▶ _TASK TO COMPLETE_
Line by line, transcribe the records exactly.
======== THE INPUT
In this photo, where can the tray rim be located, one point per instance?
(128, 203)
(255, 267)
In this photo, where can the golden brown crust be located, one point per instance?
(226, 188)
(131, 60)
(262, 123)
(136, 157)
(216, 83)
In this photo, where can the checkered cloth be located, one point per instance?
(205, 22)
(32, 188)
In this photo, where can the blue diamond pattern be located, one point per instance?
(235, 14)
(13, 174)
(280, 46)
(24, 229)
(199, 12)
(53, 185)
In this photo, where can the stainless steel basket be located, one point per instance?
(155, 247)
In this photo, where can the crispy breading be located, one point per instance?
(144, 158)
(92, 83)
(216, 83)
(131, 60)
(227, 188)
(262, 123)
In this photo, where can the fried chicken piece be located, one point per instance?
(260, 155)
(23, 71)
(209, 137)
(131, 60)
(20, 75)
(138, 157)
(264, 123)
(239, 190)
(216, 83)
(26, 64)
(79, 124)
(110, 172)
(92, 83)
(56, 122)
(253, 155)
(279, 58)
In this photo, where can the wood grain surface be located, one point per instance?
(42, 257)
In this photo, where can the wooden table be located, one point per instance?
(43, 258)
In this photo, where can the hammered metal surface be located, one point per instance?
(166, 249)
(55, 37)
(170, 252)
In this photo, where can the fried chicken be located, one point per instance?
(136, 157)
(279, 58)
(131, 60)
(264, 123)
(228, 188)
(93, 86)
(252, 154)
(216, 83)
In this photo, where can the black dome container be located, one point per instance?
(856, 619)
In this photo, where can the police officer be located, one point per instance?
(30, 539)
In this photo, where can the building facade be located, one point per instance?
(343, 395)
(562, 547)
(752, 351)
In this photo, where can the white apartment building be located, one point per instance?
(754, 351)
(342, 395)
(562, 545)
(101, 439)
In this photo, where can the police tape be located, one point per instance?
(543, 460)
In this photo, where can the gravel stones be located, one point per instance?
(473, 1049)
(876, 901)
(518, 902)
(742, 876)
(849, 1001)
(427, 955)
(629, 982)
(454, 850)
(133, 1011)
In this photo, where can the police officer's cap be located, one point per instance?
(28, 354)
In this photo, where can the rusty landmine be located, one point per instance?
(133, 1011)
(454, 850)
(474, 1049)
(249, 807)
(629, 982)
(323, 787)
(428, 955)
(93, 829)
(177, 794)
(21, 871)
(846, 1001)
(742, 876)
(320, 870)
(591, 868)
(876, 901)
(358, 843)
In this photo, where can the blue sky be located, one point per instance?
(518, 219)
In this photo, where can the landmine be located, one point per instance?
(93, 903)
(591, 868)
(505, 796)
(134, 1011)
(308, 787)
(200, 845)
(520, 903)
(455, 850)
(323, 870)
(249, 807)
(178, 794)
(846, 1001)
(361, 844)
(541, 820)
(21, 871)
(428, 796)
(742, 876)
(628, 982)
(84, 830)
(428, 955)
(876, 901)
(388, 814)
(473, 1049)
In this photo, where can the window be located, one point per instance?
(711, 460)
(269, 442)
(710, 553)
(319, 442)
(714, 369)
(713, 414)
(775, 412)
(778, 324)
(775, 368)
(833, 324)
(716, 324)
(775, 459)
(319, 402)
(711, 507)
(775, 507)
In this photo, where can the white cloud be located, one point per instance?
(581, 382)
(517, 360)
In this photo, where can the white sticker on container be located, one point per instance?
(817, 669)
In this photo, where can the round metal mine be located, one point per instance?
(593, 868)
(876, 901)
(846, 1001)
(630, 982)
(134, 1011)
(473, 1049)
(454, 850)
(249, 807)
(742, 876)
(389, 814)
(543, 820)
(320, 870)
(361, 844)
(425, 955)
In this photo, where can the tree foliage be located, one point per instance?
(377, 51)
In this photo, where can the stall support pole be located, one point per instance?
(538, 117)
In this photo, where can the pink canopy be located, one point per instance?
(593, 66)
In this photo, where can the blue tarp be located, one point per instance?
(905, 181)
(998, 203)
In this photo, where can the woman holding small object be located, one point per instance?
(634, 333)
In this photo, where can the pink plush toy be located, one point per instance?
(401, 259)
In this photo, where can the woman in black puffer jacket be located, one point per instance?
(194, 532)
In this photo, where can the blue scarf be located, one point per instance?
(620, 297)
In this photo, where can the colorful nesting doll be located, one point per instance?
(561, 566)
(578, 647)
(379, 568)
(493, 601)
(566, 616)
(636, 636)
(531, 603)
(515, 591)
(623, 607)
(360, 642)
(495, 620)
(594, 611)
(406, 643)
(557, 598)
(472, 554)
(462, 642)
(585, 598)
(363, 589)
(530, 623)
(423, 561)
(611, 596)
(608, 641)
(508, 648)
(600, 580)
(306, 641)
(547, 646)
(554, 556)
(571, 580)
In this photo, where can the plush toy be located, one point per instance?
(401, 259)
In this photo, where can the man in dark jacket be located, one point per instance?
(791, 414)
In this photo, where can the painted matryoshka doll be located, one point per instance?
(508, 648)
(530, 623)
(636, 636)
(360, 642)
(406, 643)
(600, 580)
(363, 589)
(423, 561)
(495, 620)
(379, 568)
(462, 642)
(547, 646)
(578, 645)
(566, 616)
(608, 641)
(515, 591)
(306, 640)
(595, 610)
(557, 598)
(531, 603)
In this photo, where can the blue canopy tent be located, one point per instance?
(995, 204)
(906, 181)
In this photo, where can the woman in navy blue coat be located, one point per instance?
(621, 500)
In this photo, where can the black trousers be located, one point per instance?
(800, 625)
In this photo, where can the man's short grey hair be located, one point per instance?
================
▶ _YOUR RESPONSE_
In this photo, where can the tray rim be located, one point per instance?
(128, 203)
(255, 267)
In this photo, where can the golden brown crust be located, one point per instance?
(226, 188)
(131, 60)
(262, 123)
(136, 157)
(216, 83)
In this photo, where can the checkered cloth be located, one point per instance?
(205, 22)
(32, 188)
In this photo, where can the blue diamond pattern be located, one point per instance?
(235, 14)
(13, 174)
(280, 46)
(24, 229)
(199, 12)
(53, 185)
In this photo, where can the stainless steel basket be located, one point per instance?
(155, 247)
In this photo, where can the crispy breading be located, one point per instance?
(144, 158)
(92, 83)
(216, 83)
(131, 60)
(227, 188)
(262, 123)
In this photo, where can the fried chicken piece be located, one point per instance?
(260, 155)
(23, 71)
(209, 137)
(131, 60)
(20, 75)
(138, 157)
(264, 123)
(239, 190)
(216, 83)
(26, 64)
(79, 124)
(110, 172)
(92, 83)
(56, 122)
(253, 155)
(279, 58)
In this photo, where can the wood grain surface be located, one point per instance?
(42, 257)
In this photo, where can the wooden table be located, one point per instance?
(43, 258)
In this photo, where can the hammered metal surface be located, one point per instance?
(166, 249)
(55, 37)
(170, 252)
In this photo, where can the fried chicken be located, one point per instance?
(136, 157)
(279, 58)
(131, 60)
(264, 123)
(228, 188)
(93, 86)
(252, 154)
(216, 83)
In this photo, where can the black dome container be located, one point per instance?
(856, 619)
In this photo, where can the police officer be located, one point per instance?
(30, 539)
In this photo, where can the building facade be located, one point per instance?
(343, 395)
(562, 547)
(752, 351)
In this photo, where can the white apartment building be located, one point per instance?
(754, 351)
(342, 395)
(562, 545)
(101, 439)
In this photo, where can the police tape be located, one point per instance?
(543, 460)
In this photo, where can the gravel stones be located, one point per instance?
(473, 1049)
(876, 901)
(518, 902)
(742, 876)
(849, 1001)
(427, 955)
(629, 982)
(454, 850)
(133, 1011)
In this photo, where can the police officer's cap be located, one point per instance?
(28, 354)
In this photo, where can the rusty landmine be located, one point per instance?
(133, 1011)
(454, 850)
(474, 1049)
(249, 807)
(629, 982)
(323, 787)
(428, 955)
(93, 829)
(177, 794)
(21, 871)
(846, 1001)
(742, 876)
(320, 870)
(591, 868)
(876, 901)
(358, 843)
In this photo, where can the blue sky be located, one point per instance?
(518, 219)
In this photo, where can the landmine be located, one point per instance?
(93, 903)
(591, 868)
(505, 796)
(134, 1011)
(308, 787)
(200, 845)
(520, 903)
(455, 850)
(323, 870)
(249, 807)
(178, 794)
(846, 1001)
(361, 844)
(541, 820)
(21, 871)
(428, 796)
(742, 876)
(628, 982)
(84, 830)
(428, 955)
(876, 901)
(388, 814)
(473, 1049)
In this photo, where can the window be located, one point per instance?
(711, 460)
(269, 442)
(710, 553)
(319, 442)
(714, 369)
(713, 414)
(775, 412)
(778, 324)
(775, 368)
(833, 324)
(716, 324)
(775, 459)
(319, 402)
(711, 507)
(775, 507)
In this photo, where can the white cloud be located, one point per instance?
(581, 382)
(517, 360)
In this photo, where can the white sticker on container be located, one point per instance?
(817, 669)
In this photo, where can the round metal mine be located, one point per instance?
(593, 868)
(876, 901)
(846, 1001)
(630, 982)
(134, 1011)
(473, 1049)
(454, 850)
(249, 807)
(742, 876)
(389, 814)
(543, 820)
(320, 870)
(361, 844)
(425, 955)
In this photo, where can the tree foliage be located, one point per instance?
(377, 51)
In this photo, where can the stall support pole be located, one point per instance?
(538, 117)
In this photo, where can the pink canopy be located, one point per instance?
(593, 66)
In this photo, where can the blue tarp be located, one point per instance?
(905, 181)
(998, 203)
In this photo, where can the woman holding small object be located, one point per instance?
(634, 333)
In this photo, where can the pink plush toy be located, one point per instance?
(401, 259)
In this photo, where can the woman in black puffer jacket be located, one point per instance?
(194, 532)
In this photo, where can the blue scarf be located, one point per instance?
(620, 297)
In this photo, where can the colorful nesting doll be located, one point per instance?
(561, 566)
(578, 647)
(379, 568)
(493, 601)
(566, 616)
(636, 636)
(531, 603)
(515, 591)
(623, 607)
(360, 642)
(495, 620)
(594, 611)
(406, 643)
(557, 598)
(472, 554)
(462, 642)
(585, 598)
(363, 589)
(530, 623)
(423, 561)
(611, 596)
(608, 641)
(508, 648)
(600, 580)
(306, 641)
(547, 646)
(554, 556)
(571, 580)
In this photo, where can the plush toy be located, one point per instance?
(401, 259)
In this photo, where can the man in dark jacket be located, one point per instance?
(791, 414)
In this photo, where can the painted matryoshka doll be located, one point per instance?
(508, 648)
(530, 623)
(636, 636)
(360, 642)
(406, 643)
(600, 580)
(363, 589)
(423, 561)
(495, 620)
(379, 568)
(462, 642)
(547, 646)
(578, 645)
(566, 616)
(608, 641)
(515, 591)
(306, 640)
(595, 610)
(557, 598)
(531, 603)
In this photo, where can the blue canopy tent be located, one point per instance?
(995, 204)
(906, 181)
In this photo, where can the woman in navy blue coat be located, one point per instance?
(621, 500)
In this photo, where can the black trousers be located, one point per instance?
(800, 625)
In this photo, where can the man's short grey hair be located, one point per instance?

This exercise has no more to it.